Goal 1: In the recycling commentary, explain why it says turning our backs on recycling now would be a mistake.
Goal 2: The recycling commentary names disposal alternatives whose true and full cost it calls incompletely accounted for. List every one of them.
Goal 3: Carry on the recycling commentary from its final sentence.

Source extract:
----
We’ll then take a trip to the rural Tug Hill Region of New York where I’ll show the Times two other “state-of-the-art” landfills. More importantly, we’ll also talk to people living near these facilities. We’ll work hard to find the people forced to leave their homes when a landfill was built in their backyard. I’ll take them to another landfill in a suburban community near Albany. We’ll stop in a densely populated neighborhood directly adjacent to the landfill and I’ll explain with vivid examples what externality impacts and costs really mean.
We’ll then head to St. Thomas in the US Virgin Islands to visit the only landfill on that island, and I’ll introduce them to local residents from the underserved community there tirelessly fighting to change their horrible reality (its certainly not Tierney’s Utopia). I’ll facilitate a discussion with representatives, including youth leaders, of Basura Cero (Zero Waste) in Puerto Rico, working hard to prevent a massive waste-to-energy facility from being built in Arecibo. I can’t tell you how much I look forward to the articulate and well-reasoned arguments fueling a passion and desire to preserve their community. I could take you to sites all across the US–suburban, rural, and urban–and provide many more examples of how landfills, and those in the business of trash reduce the quality of life for those living nearby.
What the Times published was an absolute affront to all these communities, and I look forward to The New York Times Company taking me up on my offer to help them reach the people who actually live near these facilities. These people will provide real-life “data” for a story. This will be a story diametrically different than one written by someone in an isolated, comfortable office far from the plume of reality real people are facing every day.
It is no shock to those of us in the trenches that segments of our industry are experiencing unique challenges these days as a result of a changing business model and increasing quality concerns. “Decreased commodity prices combined with the decision of some municipalities to collect recyclables in the same bin as waste materials affect both the economics and the technological feasibility of recycling (ISRI).” So too does the lack of a level playing field laced with the reality of subsidies on virgin materials, and the incomplete accounting of the true and full cost of disposal alternatives like landfills, waste transfer stations, and waste-to-energy (externality costs). Disposal of discarded materials-a multi-billion dollar industry-provides little societal benefit and far more societal risks than a system that capitalizes on materials as commodities generating genuine value. The same can be said for raw material extraction and processing compared to a manufacturing supply-chain utilizing recyclable materials.
It’s about Materials and Resources, not Waste
We as a commodities industry have faced issues like the cyclic nature of our markets and many other challenges in the past. We understand that we are part of an ever-changing supply and value chain. Today, like in the past, these concerns don’t indicate the demise of recycling. We can and must address ever-evolving challenges of our unique industry. “Let’s focus on what works and develop the processes and technology needed to expand recycling. Turning our backs on recycling altogether now would significantly hurt the US balance of trade, the recycling industry, the environment, and sustainable materials management. That would be a major step backward for our country (ISRI).”
We are not some haughty group, pursuing a spiritual mission of recycling because we are ignorant, or have some inside scoop and know better than everyone else. We do, however, recognize that we need to work much harder at front-of-the-pipe solutions. Tierney completely ignores the changing nature of materials and the “evolving ton,” the immense research and development around new materials–materials being designed for recycling, for the environment. He misses the boat on the nascent circular economy, and the associated role of the emerging solution of sustainable materials management. He does not address how discarded materials can help augment local economies. He ignores the inexcusable human habit of creating waste–waste, something Nature does not recognize–of “disposing” materials that have great value as commodities, not to be buried or burned.
----
Record set:
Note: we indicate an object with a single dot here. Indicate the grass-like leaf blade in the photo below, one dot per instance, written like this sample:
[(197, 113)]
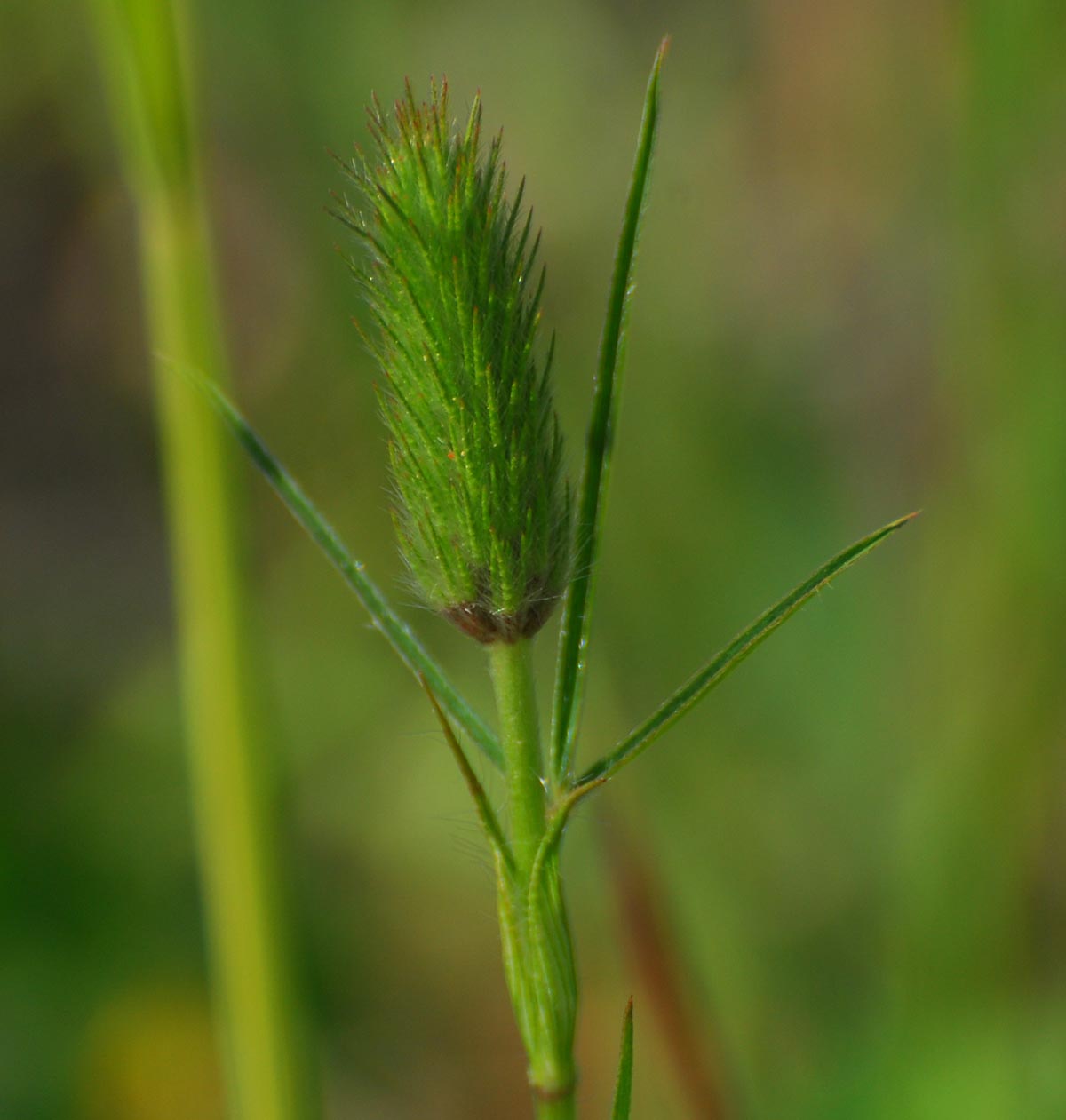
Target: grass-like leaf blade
[(577, 609), (396, 631), (720, 666), (624, 1085)]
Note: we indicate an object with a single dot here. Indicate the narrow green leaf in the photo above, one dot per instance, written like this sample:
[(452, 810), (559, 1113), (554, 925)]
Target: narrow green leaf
[(716, 670), (574, 631), (624, 1085), (493, 832), (396, 631)]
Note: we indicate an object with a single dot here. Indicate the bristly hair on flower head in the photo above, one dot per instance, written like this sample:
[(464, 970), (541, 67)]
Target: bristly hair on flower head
[(451, 282)]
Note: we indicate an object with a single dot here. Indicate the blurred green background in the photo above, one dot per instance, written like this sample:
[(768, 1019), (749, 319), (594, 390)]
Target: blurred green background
[(851, 296)]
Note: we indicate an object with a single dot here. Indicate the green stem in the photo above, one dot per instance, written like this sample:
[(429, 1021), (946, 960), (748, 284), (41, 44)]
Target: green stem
[(560, 1108), (537, 953), (142, 50), (516, 703)]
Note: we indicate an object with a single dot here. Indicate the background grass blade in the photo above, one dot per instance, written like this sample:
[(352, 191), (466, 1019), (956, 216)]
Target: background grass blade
[(624, 1085), (142, 52), (396, 631), (574, 631), (719, 668)]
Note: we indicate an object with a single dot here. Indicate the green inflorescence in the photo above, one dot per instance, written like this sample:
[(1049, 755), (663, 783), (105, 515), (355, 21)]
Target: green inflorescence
[(482, 507)]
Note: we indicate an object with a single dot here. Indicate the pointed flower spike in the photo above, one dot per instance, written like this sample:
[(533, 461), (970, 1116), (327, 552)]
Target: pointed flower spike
[(451, 282)]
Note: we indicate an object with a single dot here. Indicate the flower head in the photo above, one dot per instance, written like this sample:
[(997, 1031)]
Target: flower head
[(481, 506)]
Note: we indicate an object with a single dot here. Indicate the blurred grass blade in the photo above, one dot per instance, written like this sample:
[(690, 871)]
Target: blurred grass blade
[(142, 48), (574, 631), (396, 631), (489, 823), (719, 668), (624, 1085)]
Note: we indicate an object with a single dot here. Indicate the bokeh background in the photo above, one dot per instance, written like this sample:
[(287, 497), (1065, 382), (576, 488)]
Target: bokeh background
[(839, 888)]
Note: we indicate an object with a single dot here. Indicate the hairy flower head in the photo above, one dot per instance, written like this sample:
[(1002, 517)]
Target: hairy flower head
[(482, 509)]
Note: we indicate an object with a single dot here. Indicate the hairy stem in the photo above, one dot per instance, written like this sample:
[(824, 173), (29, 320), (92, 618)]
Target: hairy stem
[(537, 953), (520, 732)]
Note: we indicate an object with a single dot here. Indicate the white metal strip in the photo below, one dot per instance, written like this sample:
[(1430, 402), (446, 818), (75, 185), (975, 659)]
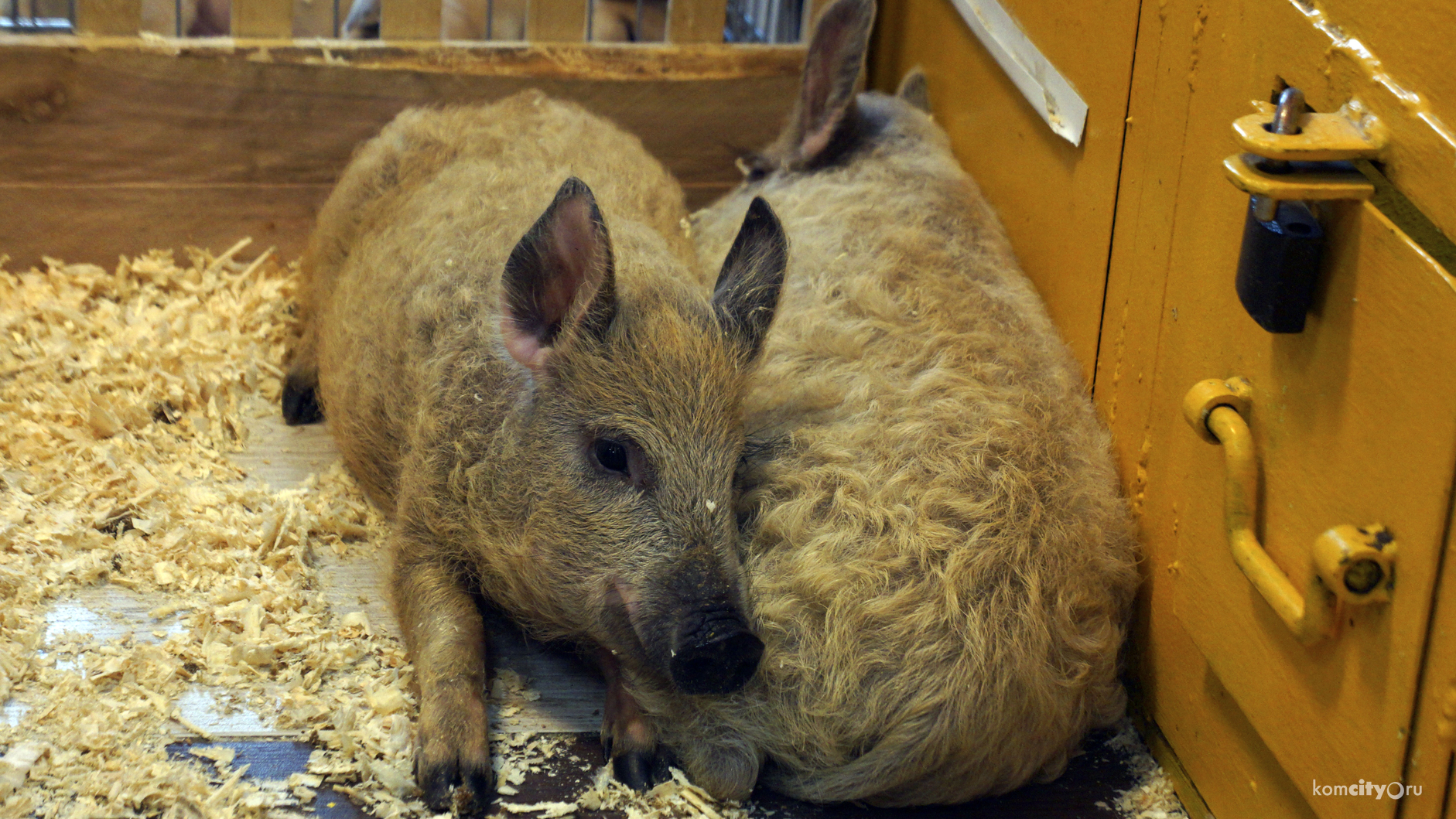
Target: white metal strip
[(1040, 82)]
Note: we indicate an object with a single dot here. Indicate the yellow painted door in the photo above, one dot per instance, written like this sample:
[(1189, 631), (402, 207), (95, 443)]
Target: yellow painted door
[(1054, 198), (1355, 419)]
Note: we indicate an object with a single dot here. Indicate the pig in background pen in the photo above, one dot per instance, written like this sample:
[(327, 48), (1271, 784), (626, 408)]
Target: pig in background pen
[(939, 561), (555, 427)]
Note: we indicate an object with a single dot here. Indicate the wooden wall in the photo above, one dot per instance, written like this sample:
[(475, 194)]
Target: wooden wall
[(114, 146)]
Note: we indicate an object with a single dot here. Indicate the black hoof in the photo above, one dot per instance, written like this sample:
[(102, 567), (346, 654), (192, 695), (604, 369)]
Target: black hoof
[(644, 770), (299, 402), (473, 787), (635, 770)]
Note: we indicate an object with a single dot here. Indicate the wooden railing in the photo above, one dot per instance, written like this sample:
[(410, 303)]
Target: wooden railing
[(411, 21)]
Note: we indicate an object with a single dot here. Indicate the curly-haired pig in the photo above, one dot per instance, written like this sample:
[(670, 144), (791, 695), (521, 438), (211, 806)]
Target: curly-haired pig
[(549, 411), (938, 555)]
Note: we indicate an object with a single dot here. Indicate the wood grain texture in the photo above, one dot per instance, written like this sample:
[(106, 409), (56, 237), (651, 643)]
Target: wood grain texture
[(556, 21), (262, 18), (104, 18), (409, 19), (1253, 718), (1430, 761), (696, 21), (98, 223), (117, 148)]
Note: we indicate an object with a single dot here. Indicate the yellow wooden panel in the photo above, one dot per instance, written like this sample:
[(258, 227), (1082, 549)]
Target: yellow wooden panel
[(1430, 761), (1413, 51), (262, 18), (1054, 198), (696, 21), (409, 19), (1172, 319)]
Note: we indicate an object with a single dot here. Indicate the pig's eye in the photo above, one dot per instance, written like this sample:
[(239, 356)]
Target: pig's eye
[(620, 459), (610, 456)]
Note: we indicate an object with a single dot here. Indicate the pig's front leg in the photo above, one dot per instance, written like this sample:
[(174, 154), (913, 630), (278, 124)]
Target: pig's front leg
[(446, 640), (628, 738)]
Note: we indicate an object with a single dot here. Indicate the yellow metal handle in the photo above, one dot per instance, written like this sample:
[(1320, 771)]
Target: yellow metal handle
[(1352, 565)]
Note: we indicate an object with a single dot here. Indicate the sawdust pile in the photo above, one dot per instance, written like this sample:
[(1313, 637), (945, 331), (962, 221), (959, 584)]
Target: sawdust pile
[(123, 393), (1152, 794)]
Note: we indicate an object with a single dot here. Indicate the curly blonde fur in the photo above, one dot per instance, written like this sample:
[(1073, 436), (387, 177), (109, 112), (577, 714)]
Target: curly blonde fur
[(938, 556)]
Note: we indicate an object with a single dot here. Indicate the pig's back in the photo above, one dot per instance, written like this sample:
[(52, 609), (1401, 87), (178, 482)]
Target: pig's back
[(402, 272), (942, 563)]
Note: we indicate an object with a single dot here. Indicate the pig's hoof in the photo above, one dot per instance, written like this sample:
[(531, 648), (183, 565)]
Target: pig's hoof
[(642, 770), (473, 786), (300, 403)]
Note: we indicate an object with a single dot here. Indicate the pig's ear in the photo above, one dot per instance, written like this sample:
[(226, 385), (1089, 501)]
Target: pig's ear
[(913, 89), (830, 73), (559, 278), (747, 290)]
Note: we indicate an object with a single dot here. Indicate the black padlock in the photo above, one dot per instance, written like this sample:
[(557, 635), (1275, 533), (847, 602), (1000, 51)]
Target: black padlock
[(1279, 265)]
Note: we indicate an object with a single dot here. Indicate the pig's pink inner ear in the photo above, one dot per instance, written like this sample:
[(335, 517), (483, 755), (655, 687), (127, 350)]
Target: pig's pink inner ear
[(558, 278), (525, 348), (835, 57)]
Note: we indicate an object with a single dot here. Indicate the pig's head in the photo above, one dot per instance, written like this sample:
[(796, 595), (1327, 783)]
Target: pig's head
[(832, 125), (632, 424)]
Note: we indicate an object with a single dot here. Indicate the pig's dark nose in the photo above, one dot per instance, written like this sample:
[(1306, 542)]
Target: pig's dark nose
[(716, 655)]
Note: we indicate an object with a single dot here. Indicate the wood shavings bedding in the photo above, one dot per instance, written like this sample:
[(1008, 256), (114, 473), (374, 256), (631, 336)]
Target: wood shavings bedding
[(123, 393), (1152, 793)]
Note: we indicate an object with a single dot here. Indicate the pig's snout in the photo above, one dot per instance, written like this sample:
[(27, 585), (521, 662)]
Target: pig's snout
[(714, 653)]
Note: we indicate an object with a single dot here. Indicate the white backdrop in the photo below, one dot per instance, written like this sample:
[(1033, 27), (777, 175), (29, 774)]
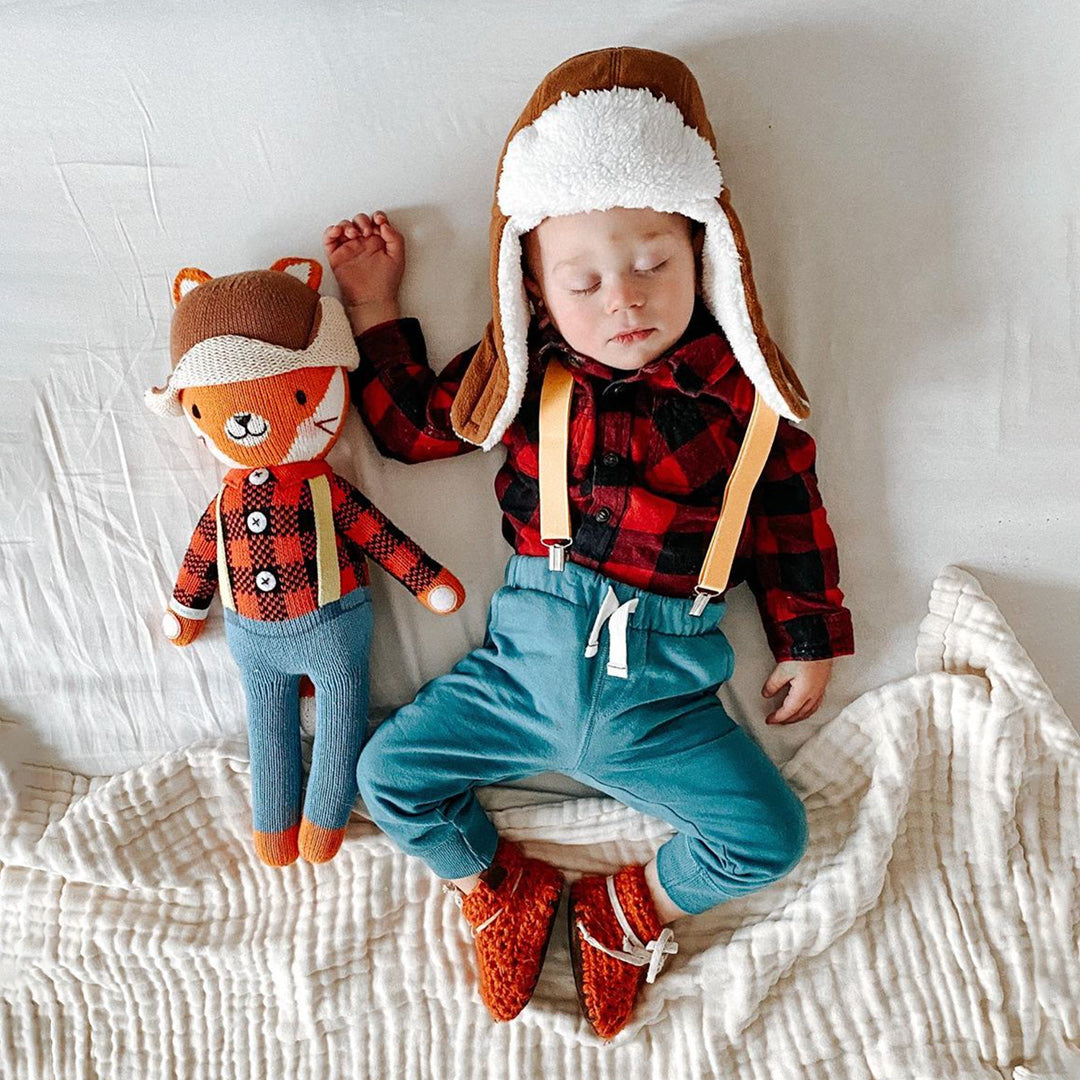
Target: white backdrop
[(907, 174)]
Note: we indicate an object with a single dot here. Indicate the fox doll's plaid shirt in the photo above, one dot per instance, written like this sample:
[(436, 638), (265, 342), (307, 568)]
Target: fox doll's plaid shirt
[(650, 454), (272, 550)]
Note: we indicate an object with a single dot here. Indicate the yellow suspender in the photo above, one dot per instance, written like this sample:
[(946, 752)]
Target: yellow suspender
[(223, 564), (328, 571), (555, 396), (554, 499)]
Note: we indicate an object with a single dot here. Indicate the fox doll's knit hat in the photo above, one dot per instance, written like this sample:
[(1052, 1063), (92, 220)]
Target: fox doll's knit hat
[(613, 127), (251, 325)]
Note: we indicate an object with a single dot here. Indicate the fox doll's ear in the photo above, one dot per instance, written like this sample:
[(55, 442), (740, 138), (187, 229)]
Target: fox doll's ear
[(307, 270), (188, 279)]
----
Task response 1: It says abandoning recycling would significantly hurt the US balance of trade, the recycling industry, the environment, and sustainable materials management. That would be a major step backward for the country.

Task response 2:
- Landfills
- Waste transfer stations
- Waste-to-energy

Task response 3:
Perilously Promoting “Disassociation”
Tierney infers that we need to make it easier for people to get rid of their “stuff.” We agree that convenience and the effective use of an individual’s time sorting materials are important considerations; however, Tierney inappropriately skirts one of our greatest challenges in this field, the increasing trend toward “disassociation.” The last thing we need to do is further separate the generator of discarded materials from the costs and realities of that place called “away”–a place that simply does not exist. (One person’s “away,” after all, is someone else’s “here.”) We do a great disservice propagating the falsehood, and propping-up ignorance around the fallacy that disposal options such as landfills and waste-to-energy facilities have minimal effects on the environment and society. The notion that disposal is economically more attractive than reducing, and developing creative reuse and repurpose programs for our materials, designing better materials, and yes, maximizing appropriate recycling and composting, is patently false.
Thinking back to when I publicly took issue with Tierney’s words in 1996, and considering his recent article, I see him to be implacable and unchangeable. His “piece relies on the intellectually dishonest tactic common in anti-environment screeds of criticizing an environmental solution for its imperfections instead of comparing to a real world alternative (Grist.org)” such as those I outlined. We need to rise above the predetermined structure of arguments the John Tierney’s of the world create for us. They give us false choices, and the debate they construct and foster is moot. We have to reframe the discussion. A shift in paradigms is needed, which Tierney’s recent diatribe clearly supports.
To that end, the NRC is solidifying a partnership with the US Environmental Protection Agency, and in the coming months will host an important meeting in New York City–the media capital of the US–to shed more truth, and talk through all these issues. In addition to people and organizations directly involved in recycling, we are inviting the New York Times and others representing a spectrum of views. Our intent is to continue accelerating the sustainable management of materials across America.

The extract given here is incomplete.